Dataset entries
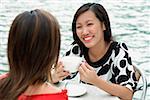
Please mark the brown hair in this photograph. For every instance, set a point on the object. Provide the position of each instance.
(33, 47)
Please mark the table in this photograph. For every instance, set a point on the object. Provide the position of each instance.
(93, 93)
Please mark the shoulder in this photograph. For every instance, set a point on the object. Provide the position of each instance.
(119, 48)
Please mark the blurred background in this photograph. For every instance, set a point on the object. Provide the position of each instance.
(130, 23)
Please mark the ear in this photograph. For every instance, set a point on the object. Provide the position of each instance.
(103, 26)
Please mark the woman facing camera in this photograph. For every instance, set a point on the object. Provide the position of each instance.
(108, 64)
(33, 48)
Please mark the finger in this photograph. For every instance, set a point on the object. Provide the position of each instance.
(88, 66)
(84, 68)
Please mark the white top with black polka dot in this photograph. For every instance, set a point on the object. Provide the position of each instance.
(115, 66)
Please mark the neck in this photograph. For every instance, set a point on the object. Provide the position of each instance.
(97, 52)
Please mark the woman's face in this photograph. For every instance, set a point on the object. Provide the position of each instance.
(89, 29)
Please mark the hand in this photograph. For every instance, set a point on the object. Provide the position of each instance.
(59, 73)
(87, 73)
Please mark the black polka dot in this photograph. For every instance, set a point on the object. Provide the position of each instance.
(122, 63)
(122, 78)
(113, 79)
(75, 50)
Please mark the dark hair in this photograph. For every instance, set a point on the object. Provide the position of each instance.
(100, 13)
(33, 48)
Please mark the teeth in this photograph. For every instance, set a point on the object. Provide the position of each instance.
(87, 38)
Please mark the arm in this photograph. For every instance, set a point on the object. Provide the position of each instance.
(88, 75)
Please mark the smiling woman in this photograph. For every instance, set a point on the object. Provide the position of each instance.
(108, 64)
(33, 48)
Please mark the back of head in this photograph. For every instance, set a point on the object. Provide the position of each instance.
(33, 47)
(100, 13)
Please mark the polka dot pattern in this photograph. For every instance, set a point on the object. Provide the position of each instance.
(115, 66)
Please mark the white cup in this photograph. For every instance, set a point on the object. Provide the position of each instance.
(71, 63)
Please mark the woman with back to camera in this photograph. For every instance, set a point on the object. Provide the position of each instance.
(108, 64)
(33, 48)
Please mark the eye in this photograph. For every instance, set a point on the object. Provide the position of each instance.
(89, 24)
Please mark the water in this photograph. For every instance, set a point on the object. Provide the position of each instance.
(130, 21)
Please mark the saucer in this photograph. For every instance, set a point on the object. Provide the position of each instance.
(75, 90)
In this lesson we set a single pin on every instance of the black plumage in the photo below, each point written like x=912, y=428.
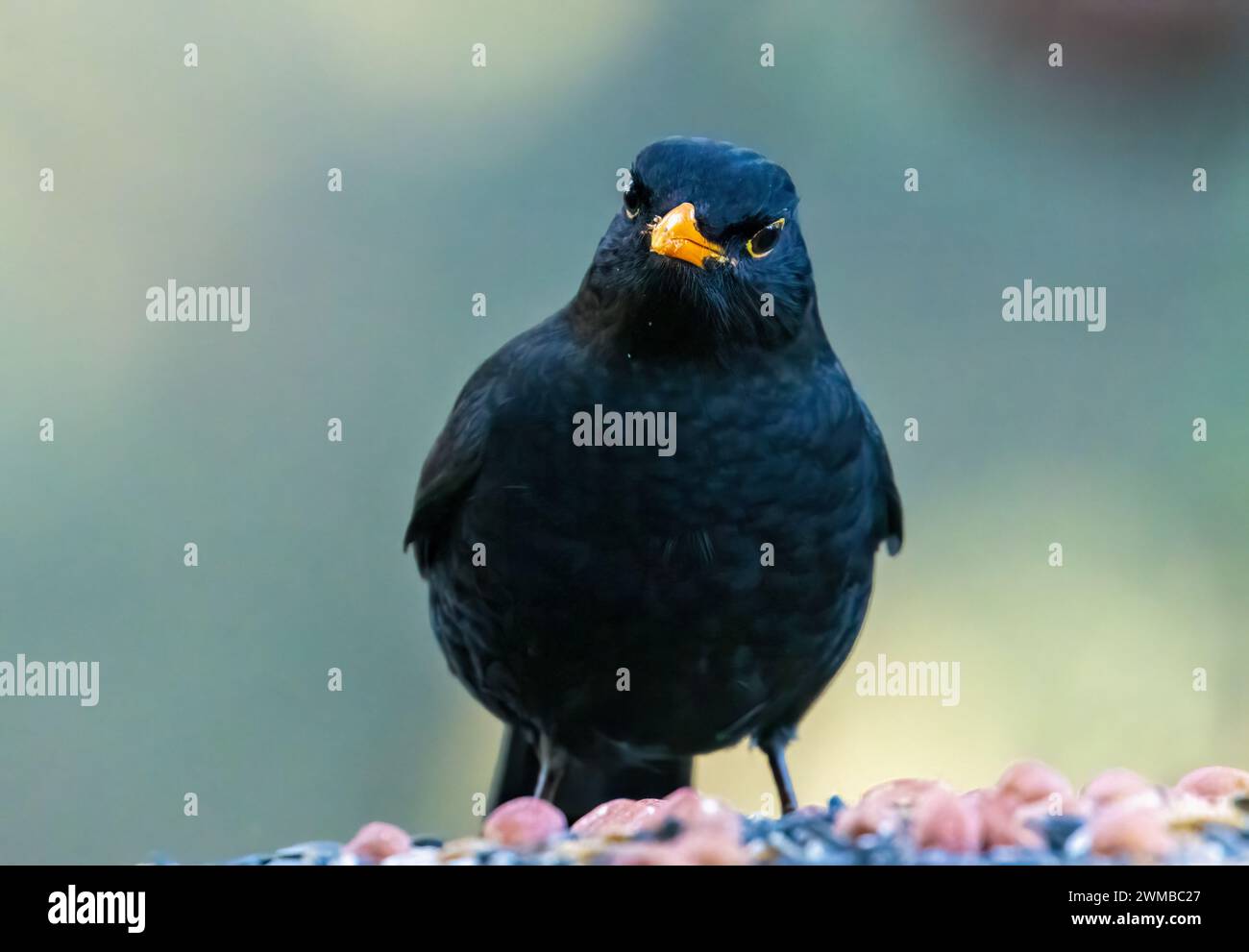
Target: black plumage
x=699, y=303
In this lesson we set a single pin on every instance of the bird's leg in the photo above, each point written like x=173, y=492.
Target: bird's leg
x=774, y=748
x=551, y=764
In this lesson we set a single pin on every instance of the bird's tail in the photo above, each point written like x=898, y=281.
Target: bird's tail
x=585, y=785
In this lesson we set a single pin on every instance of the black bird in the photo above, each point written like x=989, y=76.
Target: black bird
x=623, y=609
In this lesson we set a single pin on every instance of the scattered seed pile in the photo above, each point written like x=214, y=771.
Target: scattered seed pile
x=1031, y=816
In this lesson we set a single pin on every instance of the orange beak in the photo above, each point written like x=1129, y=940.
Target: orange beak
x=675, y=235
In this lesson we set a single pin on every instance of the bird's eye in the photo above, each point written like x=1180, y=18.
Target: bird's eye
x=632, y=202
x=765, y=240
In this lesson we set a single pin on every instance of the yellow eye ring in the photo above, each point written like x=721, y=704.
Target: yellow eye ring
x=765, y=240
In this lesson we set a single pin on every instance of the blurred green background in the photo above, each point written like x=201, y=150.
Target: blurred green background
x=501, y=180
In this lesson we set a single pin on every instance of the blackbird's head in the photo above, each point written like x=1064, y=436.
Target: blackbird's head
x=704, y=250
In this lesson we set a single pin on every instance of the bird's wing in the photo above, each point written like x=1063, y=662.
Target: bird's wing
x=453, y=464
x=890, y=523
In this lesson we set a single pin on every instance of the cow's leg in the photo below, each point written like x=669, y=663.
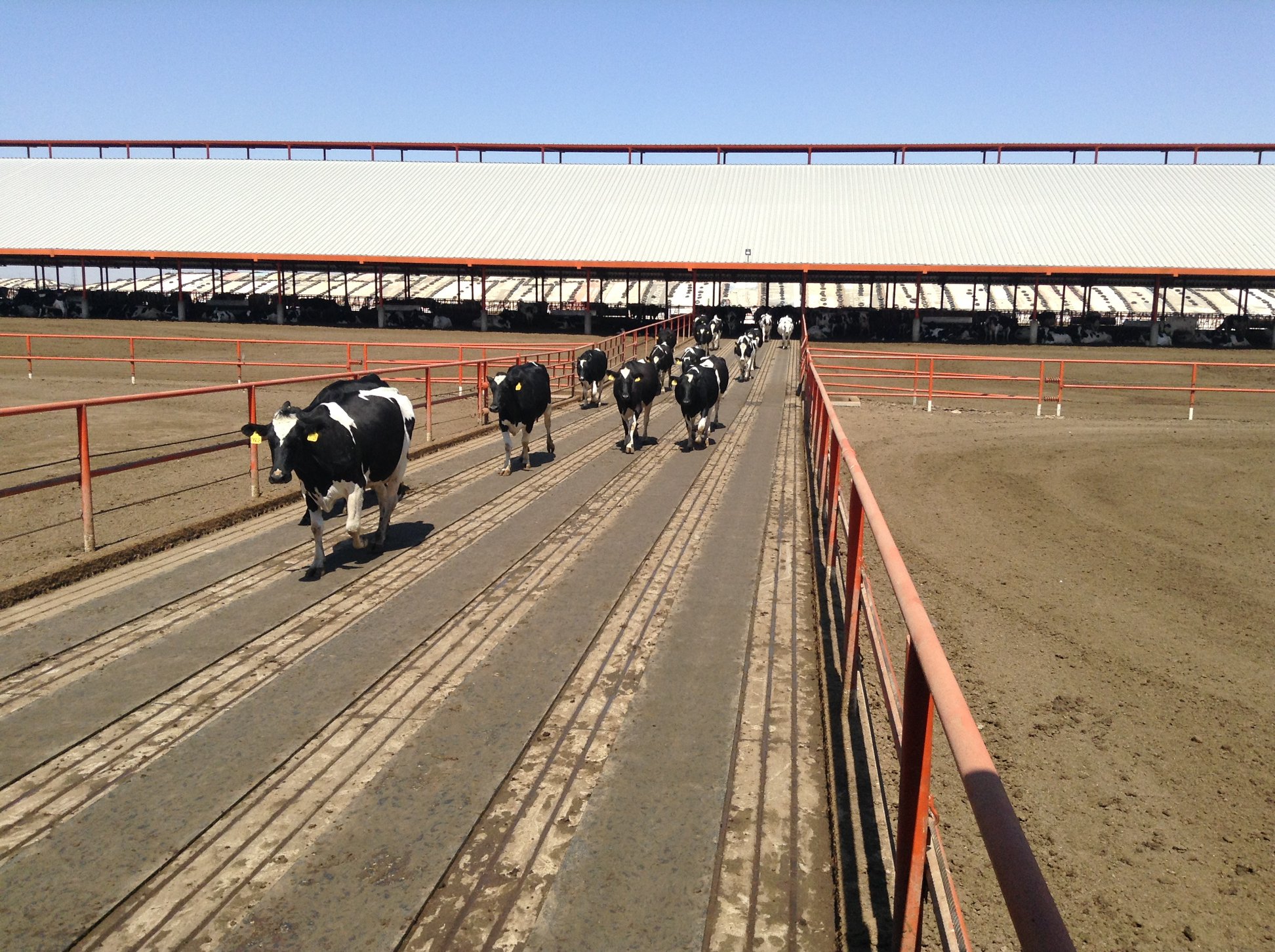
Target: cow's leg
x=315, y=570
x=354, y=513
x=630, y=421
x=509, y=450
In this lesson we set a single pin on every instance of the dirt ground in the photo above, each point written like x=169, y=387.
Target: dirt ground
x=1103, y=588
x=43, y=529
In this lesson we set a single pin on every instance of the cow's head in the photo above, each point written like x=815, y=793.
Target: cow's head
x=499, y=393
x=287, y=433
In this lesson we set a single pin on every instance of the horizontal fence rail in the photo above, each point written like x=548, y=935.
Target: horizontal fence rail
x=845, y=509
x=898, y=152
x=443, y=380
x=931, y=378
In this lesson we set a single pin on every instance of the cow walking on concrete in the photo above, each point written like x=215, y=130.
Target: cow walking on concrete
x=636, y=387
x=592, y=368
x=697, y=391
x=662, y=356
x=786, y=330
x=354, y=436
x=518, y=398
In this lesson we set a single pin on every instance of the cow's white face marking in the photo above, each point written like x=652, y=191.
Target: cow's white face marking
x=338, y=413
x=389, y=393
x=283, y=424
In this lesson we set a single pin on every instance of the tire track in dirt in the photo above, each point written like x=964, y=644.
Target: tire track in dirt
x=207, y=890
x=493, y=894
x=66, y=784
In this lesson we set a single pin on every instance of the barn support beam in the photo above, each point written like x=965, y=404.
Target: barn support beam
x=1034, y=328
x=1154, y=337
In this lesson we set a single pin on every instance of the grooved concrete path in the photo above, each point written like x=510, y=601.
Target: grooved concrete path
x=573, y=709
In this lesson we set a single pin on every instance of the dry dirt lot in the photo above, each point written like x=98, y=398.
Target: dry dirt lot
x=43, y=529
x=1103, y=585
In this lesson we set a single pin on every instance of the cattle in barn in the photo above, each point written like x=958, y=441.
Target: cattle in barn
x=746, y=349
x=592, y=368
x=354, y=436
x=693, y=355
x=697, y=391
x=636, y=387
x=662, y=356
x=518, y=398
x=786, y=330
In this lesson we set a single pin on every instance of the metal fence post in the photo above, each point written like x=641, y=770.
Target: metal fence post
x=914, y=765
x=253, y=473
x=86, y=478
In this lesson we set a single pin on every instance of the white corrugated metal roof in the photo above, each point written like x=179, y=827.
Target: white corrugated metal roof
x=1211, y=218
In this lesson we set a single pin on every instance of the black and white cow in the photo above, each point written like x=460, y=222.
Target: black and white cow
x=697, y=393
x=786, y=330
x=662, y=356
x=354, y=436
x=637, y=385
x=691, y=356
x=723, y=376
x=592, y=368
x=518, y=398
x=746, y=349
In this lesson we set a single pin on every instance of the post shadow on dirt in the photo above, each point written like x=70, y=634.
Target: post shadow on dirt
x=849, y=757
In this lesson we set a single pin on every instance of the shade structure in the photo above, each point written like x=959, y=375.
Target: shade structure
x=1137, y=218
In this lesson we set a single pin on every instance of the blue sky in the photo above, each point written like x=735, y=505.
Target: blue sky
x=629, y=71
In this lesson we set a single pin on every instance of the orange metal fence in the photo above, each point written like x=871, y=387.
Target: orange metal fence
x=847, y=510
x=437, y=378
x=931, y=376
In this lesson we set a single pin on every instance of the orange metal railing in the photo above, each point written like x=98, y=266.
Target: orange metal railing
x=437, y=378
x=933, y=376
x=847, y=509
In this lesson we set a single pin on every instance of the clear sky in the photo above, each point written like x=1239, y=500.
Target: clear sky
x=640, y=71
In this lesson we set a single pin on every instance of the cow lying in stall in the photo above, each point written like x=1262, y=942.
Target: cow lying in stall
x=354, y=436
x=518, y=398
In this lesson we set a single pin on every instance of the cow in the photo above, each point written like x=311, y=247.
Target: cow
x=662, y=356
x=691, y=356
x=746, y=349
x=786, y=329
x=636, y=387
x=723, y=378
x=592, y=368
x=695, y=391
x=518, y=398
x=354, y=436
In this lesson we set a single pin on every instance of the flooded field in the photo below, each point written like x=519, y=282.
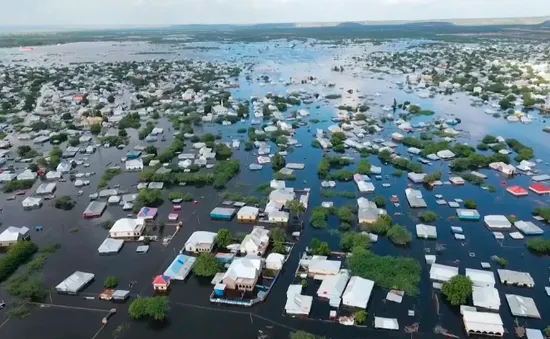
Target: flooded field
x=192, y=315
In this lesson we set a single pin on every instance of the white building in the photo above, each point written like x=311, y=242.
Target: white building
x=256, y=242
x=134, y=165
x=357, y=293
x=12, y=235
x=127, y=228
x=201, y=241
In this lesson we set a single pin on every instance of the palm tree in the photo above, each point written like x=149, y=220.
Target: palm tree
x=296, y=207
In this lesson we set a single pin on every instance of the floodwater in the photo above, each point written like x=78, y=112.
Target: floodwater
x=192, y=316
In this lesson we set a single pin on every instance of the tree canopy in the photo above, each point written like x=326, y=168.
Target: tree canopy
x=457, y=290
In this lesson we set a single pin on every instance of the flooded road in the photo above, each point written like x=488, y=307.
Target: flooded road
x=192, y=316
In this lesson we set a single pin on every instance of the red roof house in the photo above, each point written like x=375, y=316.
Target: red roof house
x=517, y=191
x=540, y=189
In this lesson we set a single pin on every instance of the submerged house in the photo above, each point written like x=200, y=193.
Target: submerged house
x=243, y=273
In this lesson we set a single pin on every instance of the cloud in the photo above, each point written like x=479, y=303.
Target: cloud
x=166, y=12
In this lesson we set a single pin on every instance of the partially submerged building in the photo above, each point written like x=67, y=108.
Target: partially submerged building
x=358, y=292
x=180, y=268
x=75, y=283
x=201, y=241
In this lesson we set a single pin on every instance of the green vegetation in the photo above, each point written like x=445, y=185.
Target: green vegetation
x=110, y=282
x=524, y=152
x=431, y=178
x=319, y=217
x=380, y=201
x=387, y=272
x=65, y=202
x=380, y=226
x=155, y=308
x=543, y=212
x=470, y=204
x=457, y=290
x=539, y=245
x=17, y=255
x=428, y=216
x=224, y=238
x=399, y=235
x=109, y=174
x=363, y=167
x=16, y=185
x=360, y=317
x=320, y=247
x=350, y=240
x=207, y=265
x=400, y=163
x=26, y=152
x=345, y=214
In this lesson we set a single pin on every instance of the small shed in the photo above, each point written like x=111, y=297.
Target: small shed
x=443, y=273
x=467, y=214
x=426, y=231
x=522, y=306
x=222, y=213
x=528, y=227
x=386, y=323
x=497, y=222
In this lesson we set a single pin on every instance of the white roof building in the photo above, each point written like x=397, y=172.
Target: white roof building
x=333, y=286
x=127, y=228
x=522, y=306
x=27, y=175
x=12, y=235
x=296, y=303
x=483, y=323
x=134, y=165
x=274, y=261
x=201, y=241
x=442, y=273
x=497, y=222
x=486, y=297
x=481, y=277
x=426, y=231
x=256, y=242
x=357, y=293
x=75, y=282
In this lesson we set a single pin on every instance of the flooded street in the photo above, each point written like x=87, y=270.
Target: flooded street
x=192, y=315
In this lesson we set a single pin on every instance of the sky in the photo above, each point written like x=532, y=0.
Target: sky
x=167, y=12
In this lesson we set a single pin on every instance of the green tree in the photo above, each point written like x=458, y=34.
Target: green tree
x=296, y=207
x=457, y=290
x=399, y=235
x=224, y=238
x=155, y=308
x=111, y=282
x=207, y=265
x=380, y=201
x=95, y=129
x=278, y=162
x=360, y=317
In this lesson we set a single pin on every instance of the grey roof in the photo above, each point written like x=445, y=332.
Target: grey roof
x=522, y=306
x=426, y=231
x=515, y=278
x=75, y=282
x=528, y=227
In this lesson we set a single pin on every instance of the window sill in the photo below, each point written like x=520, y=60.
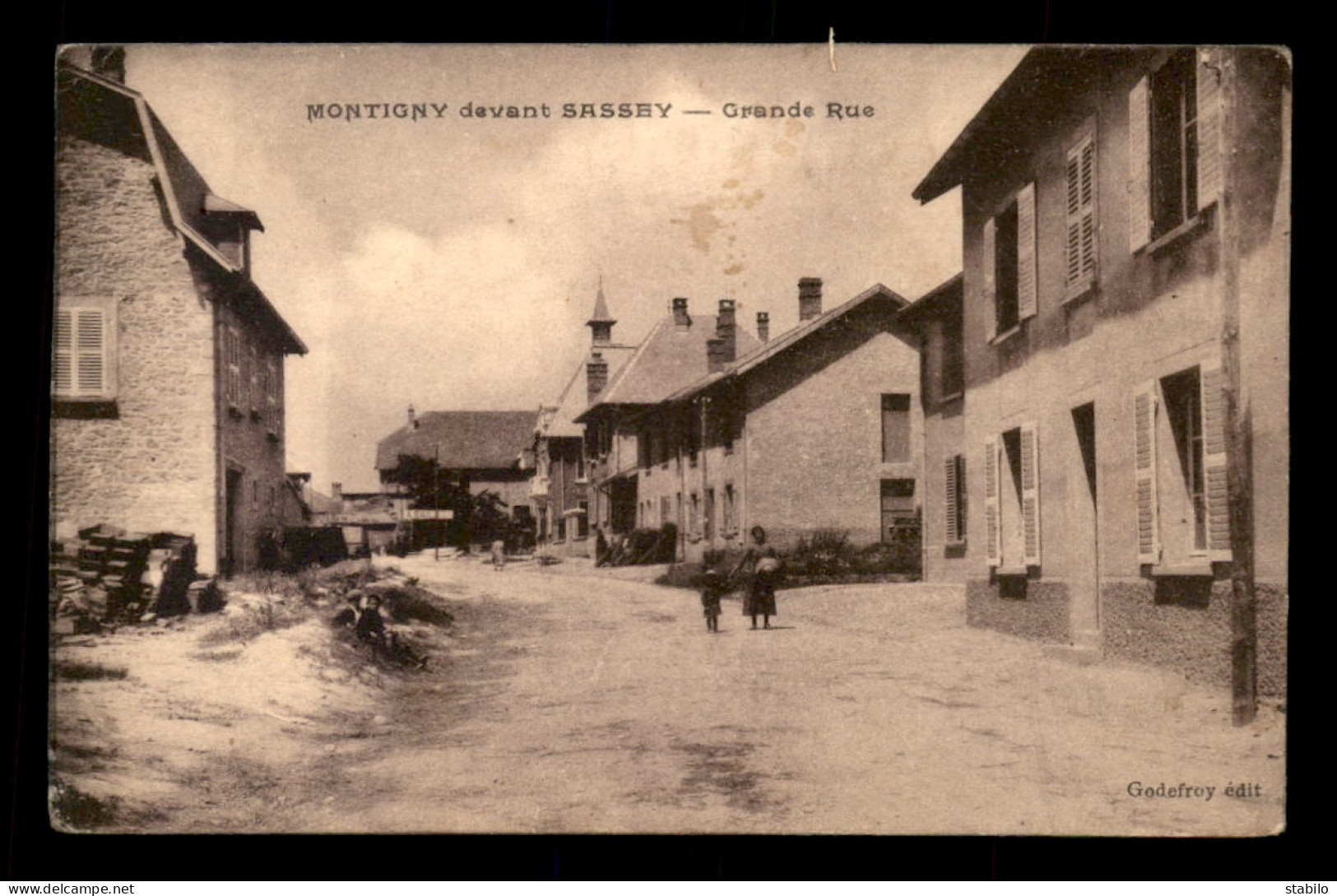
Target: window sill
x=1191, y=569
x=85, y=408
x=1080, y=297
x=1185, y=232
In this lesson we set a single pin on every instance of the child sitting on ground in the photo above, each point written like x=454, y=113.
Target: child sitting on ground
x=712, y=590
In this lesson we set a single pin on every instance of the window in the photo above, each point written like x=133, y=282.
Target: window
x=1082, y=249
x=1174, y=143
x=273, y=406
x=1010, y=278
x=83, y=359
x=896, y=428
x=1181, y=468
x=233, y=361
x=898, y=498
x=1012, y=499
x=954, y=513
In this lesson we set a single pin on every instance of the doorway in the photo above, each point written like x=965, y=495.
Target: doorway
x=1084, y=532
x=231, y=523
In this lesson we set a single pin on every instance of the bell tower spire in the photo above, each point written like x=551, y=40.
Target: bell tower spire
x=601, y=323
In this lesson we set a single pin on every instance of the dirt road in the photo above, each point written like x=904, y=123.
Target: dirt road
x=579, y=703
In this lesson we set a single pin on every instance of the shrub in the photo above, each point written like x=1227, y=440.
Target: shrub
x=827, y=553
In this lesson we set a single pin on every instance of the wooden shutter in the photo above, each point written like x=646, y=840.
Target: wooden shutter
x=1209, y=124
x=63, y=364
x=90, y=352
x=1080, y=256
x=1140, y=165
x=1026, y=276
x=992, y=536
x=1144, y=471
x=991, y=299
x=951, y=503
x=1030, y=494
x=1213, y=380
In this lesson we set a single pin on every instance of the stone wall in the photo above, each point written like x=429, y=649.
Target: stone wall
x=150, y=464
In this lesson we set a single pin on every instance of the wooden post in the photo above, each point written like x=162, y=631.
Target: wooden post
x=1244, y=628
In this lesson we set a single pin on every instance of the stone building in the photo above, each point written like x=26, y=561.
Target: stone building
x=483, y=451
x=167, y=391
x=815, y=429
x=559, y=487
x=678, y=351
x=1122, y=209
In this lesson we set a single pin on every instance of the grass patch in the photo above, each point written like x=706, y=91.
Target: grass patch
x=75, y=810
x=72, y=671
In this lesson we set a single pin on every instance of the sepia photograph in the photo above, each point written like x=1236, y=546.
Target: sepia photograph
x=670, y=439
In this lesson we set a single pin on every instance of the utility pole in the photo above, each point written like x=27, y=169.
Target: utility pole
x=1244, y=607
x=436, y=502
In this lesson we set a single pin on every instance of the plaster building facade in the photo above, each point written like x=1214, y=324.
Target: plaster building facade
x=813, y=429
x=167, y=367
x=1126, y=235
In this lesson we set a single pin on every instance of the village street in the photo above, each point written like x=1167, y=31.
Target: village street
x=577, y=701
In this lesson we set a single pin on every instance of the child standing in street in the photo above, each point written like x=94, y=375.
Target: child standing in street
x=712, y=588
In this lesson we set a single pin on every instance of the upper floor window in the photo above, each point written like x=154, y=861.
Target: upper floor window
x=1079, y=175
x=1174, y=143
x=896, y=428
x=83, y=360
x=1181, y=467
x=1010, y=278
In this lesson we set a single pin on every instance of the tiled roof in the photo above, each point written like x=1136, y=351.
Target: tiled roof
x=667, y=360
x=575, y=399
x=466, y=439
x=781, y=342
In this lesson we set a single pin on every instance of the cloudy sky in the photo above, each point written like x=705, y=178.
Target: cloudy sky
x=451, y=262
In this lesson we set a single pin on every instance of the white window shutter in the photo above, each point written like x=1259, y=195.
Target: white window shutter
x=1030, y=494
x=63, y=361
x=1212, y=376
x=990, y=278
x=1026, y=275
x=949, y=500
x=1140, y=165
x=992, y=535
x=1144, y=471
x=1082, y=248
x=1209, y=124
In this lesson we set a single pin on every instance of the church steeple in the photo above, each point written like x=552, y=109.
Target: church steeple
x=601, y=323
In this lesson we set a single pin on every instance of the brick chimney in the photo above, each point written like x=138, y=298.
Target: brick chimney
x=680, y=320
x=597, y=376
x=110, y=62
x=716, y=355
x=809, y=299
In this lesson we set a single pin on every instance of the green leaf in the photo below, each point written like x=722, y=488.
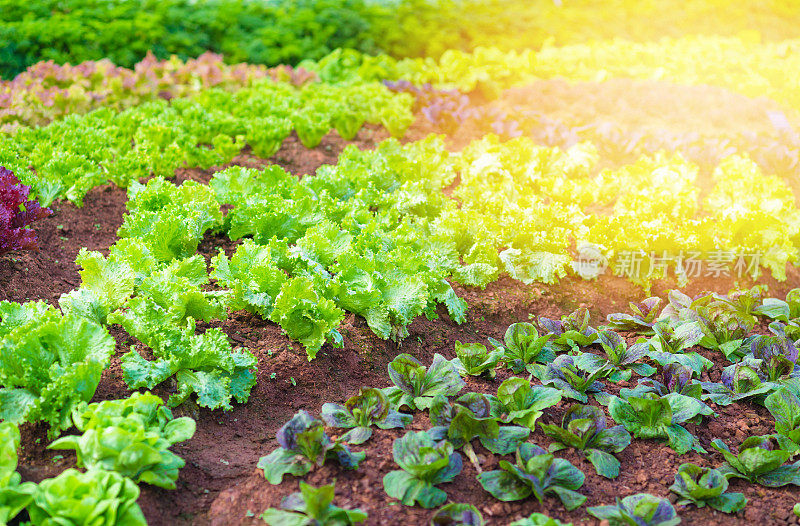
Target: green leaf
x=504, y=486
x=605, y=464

**Instructions for the task:**
Using the records above, extract exactly and only the lines from the one with "like x=722, y=488." through the final line, inclusive, leaving out pictures.

**Completed exercise:**
In this lesson we set a single pin on every instance of the green leaf in the photo below, each point written like x=722, y=488.
Target: green leaf
x=504, y=486
x=605, y=464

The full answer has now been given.